■ **WAT WORDT GEVRAAGD**
Schrijf de records woordelijk over, te beginnen bij de regel met "Locate the glass beaker" en tot en met het einde van de records. Neem de afbeeldingen niet op in je antwoord.

================================

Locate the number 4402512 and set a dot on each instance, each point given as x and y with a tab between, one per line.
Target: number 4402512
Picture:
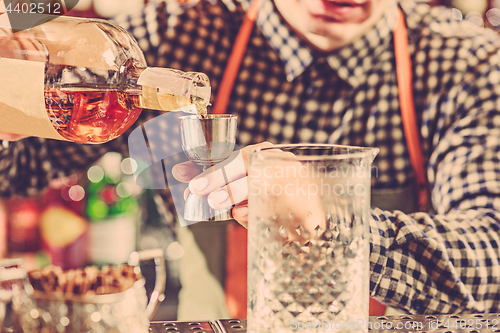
35	8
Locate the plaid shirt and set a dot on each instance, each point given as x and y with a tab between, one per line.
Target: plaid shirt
287	92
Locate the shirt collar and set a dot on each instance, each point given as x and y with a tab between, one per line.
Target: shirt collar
350	62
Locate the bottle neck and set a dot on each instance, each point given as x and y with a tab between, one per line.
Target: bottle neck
173	90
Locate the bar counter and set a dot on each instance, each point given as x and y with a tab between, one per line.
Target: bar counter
457	323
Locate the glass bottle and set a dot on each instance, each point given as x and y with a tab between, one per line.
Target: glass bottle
85	80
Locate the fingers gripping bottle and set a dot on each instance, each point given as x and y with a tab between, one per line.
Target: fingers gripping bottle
85	80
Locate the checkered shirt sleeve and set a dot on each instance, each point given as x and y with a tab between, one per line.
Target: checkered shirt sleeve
287	92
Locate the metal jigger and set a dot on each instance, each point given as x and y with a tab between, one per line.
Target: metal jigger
206	142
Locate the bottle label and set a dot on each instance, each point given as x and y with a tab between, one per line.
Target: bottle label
22	101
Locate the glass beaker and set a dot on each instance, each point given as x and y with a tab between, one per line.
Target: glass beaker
308	238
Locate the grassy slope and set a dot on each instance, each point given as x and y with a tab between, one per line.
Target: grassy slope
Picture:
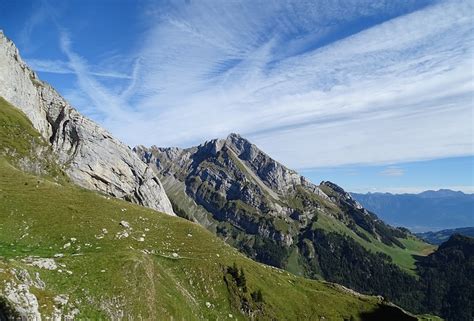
106	276
402	257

================================

■ **ANTWOORD**
Locate the glass beaker and set a dot on each instance, each point given as x and y with a tab between, one per line.
Target: glass beaker
308	238
Locate the grassy slope and set a dot on each instance, each point given as x and y with a tab between, one per line.
Target: grassy slope
Picture:
106	276
402	257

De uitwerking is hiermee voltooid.